**** DATA LISTING ****
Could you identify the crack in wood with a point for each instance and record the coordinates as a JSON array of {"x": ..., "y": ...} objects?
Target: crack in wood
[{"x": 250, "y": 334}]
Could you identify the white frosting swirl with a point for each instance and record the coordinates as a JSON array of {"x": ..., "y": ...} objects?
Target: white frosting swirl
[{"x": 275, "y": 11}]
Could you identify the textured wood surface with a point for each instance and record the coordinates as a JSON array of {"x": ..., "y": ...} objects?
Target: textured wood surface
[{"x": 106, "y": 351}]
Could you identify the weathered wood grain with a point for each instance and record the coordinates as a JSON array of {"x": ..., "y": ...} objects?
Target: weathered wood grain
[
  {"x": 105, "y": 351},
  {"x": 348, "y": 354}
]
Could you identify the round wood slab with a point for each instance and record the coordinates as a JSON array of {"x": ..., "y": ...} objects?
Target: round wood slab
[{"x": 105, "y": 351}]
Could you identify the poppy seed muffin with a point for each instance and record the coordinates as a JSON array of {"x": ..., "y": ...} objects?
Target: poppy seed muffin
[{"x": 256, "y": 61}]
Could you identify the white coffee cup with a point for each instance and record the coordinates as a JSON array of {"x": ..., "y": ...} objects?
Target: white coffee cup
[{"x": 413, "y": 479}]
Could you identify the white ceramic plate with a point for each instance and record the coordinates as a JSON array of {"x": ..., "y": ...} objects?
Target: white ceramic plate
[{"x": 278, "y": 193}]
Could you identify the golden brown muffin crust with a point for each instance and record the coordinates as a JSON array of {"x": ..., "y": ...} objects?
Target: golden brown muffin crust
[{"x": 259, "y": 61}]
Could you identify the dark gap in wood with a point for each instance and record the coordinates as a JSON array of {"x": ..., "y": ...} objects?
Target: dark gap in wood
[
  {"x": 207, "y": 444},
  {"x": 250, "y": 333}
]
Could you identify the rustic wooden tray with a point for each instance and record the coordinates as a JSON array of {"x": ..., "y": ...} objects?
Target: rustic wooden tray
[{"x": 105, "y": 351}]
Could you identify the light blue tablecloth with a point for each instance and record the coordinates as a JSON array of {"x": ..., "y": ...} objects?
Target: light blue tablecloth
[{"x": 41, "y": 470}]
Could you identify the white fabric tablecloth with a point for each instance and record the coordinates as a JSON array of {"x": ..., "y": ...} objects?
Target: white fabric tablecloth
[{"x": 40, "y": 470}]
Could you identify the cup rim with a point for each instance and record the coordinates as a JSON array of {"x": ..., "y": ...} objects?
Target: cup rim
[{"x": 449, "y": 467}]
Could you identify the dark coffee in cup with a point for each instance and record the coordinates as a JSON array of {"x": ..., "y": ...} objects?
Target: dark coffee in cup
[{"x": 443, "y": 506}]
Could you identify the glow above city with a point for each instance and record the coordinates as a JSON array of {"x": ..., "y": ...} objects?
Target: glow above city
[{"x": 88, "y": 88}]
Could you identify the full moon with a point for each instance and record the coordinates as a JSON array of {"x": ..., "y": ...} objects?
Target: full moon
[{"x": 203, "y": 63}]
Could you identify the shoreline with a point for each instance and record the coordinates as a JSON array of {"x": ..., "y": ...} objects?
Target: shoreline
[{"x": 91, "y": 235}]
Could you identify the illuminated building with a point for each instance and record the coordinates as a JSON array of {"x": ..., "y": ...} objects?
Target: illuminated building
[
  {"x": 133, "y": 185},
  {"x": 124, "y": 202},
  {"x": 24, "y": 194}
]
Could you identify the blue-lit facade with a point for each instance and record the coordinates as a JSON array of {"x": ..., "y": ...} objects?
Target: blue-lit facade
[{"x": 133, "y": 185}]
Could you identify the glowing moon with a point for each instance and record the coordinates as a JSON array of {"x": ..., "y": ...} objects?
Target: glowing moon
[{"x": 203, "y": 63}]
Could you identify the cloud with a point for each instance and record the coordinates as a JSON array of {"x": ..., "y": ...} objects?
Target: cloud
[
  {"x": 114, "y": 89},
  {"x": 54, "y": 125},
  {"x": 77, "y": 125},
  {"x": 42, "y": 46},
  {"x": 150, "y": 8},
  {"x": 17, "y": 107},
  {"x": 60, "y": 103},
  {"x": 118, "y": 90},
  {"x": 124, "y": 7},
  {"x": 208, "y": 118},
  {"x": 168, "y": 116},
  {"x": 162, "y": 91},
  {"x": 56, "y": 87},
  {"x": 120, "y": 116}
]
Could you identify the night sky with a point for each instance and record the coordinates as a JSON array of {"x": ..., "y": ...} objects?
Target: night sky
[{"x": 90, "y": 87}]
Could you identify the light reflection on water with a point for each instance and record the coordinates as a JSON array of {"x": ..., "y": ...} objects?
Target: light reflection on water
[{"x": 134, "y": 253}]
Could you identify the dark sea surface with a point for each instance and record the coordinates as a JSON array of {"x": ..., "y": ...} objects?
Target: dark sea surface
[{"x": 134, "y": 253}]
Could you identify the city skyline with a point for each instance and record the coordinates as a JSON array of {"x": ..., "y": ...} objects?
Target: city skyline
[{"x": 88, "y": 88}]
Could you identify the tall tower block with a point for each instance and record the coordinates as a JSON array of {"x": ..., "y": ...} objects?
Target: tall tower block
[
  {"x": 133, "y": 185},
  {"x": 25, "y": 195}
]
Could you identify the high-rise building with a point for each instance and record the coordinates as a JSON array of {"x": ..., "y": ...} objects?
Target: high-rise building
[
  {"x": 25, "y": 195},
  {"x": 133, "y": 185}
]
****
**YOUR GOAL:**
The response should be a verbatim transcription of the data.

**SOLVED EXERCISE:**
Could you identify the crack in wood with a point for each instance and record the coordinates as a JSON array of {"x": ..., "y": ...} objects?
Target: crack in wood
[{"x": 250, "y": 334}]
Could you identify the white frosting swirl with a point for each instance and record the coordinates as a JSON array of {"x": ..., "y": ...} objects?
Target: white frosting swirl
[{"x": 275, "y": 11}]
Could you identify the textured wood surface with a point for each instance and record the coordinates as a JSON array of {"x": ..., "y": ...} objects?
Target: textured wood surface
[{"x": 106, "y": 351}]
Could you identify the weathered wood grain with a point for each instance and record the coordinates as a JSON array of {"x": ..., "y": ...} objects?
Target: weathered wood grain
[
  {"x": 105, "y": 351},
  {"x": 348, "y": 354}
]
Could you identify the round wood slab with a point for each instance and record the coordinates as a JSON array of {"x": ..., "y": ...} objects?
Target: round wood slab
[{"x": 105, "y": 351}]
Could you identify the poppy seed muffin with a point for each instance and record the coordinates as a JSON array of {"x": ..., "y": ...} objects?
Target: poppy seed muffin
[{"x": 256, "y": 61}]
Could you identify the white coffee cup with a point for each instance and record the coordinates as a JSON array of {"x": ..., "y": ...} objects?
Target: white coffee cup
[{"x": 413, "y": 479}]
Could you identify the white ceramic plate with a point for each instance and record the coordinates as a JSON array of {"x": ..., "y": ...} objects?
Target: white ceramic plate
[{"x": 278, "y": 193}]
Could you identify the golden brown muffin crust with a point for each instance and record the coordinates as a JSON array of {"x": ..., "y": ...} objects?
Target: golden brown muffin crust
[{"x": 259, "y": 61}]
Could you identify the dark gap in wood with a point for each instance and record the coordinates as a JSON array of {"x": ..., "y": ...} objects?
Target: dark gap in wood
[
  {"x": 207, "y": 444},
  {"x": 250, "y": 333}
]
Could you identify the rustic wooden tray with a point for each instance and record the coordinates as a JSON array of {"x": ..., "y": ...} objects?
Target: rustic wooden tray
[{"x": 105, "y": 351}]
Could you identify the light blue tablecloth with a point for each instance and record the coordinates as a JSON array of {"x": ..., "y": ...} objects?
Target: light blue tablecloth
[{"x": 41, "y": 470}]
Could you identify the white fabric tablecloth with a point for each instance and record the coordinates as a JSON array of {"x": ..., "y": ...} objects?
Target: white fabric tablecloth
[{"x": 40, "y": 470}]
Could you identify the cup rim with a point for each instance and record the coordinates as a JSON array of {"x": ..., "y": ...} objects?
Target: cup rim
[{"x": 449, "y": 467}]
Could you identify the dark coffee in cup with a point for each instance and record the coordinates as a JSON array of {"x": ..., "y": ...} objects?
Target: dark coffee in cup
[{"x": 443, "y": 506}]
Could you identify the glow above city with a point for each instance and record the coordinates as a JSON array of {"x": ..., "y": ...} objects?
Target: glow above city
[{"x": 88, "y": 88}]
Could you identify the full moon with a point for each instance and record the coordinates as a JSON array of {"x": ..., "y": ...} objects?
Target: full moon
[{"x": 203, "y": 63}]
Could you identify the shoreline with a point for each instance and record the coordinates as a JSON array of {"x": ..., "y": ...} objects?
Target: shoreline
[{"x": 91, "y": 235}]
Could you identify the illuminated building with a point for each instance and record the coordinates as a JSON array of {"x": ..., "y": ...} objects?
Target: illuminated building
[
  {"x": 133, "y": 185},
  {"x": 124, "y": 202},
  {"x": 24, "y": 194}
]
Could you identify the blue-lit facade with a point for each instance and record the coordinates as a JSON array of {"x": ..., "y": ...} objects?
Target: blue-lit facade
[{"x": 133, "y": 185}]
Could you identify the glowing moon with a point for each instance and record the coordinates as a JSON array of {"x": ..., "y": ...} objects?
Target: glowing moon
[{"x": 203, "y": 63}]
Could you identify the cloud with a point for each instance and record the coordinates as a JSON array of {"x": ..., "y": ...} objects?
Target: cloud
[
  {"x": 114, "y": 89},
  {"x": 54, "y": 125},
  {"x": 77, "y": 125},
  {"x": 42, "y": 46},
  {"x": 150, "y": 8},
  {"x": 17, "y": 107},
  {"x": 60, "y": 103},
  {"x": 118, "y": 90},
  {"x": 124, "y": 7},
  {"x": 208, "y": 118},
  {"x": 168, "y": 116},
  {"x": 162, "y": 91},
  {"x": 56, "y": 87},
  {"x": 120, "y": 116}
]
Could you identify the night sky with a point for each instance and record the coordinates as a JSON array of {"x": ..., "y": ...} objects?
Target: night sky
[{"x": 90, "y": 87}]
Could you identify the light reflection on water with a point for each instance and record the coordinates as a JSON array of {"x": ..., "y": ...} objects?
Target: light reflection on water
[{"x": 134, "y": 253}]
Could you identify the dark sea surface with a point for each instance and record the coordinates as a JSON array of {"x": ..., "y": ...} objects?
Target: dark sea surface
[{"x": 134, "y": 253}]
Could you identify the city skyline with a point for each instance and record the coordinates as a JSON array of {"x": ..., "y": ...} objects?
Target: city skyline
[{"x": 88, "y": 88}]
Could you identify the tall tower block with a point for each instance and record the coordinates as a JSON array of {"x": ..., "y": ...} objects?
Target: tall tower block
[
  {"x": 133, "y": 185},
  {"x": 25, "y": 195}
]
Could you identify the high-rise building with a point for each instance and record the coordinates as a JSON array of {"x": ..., "y": ...} objects?
Target: high-rise building
[
  {"x": 25, "y": 195},
  {"x": 133, "y": 185}
]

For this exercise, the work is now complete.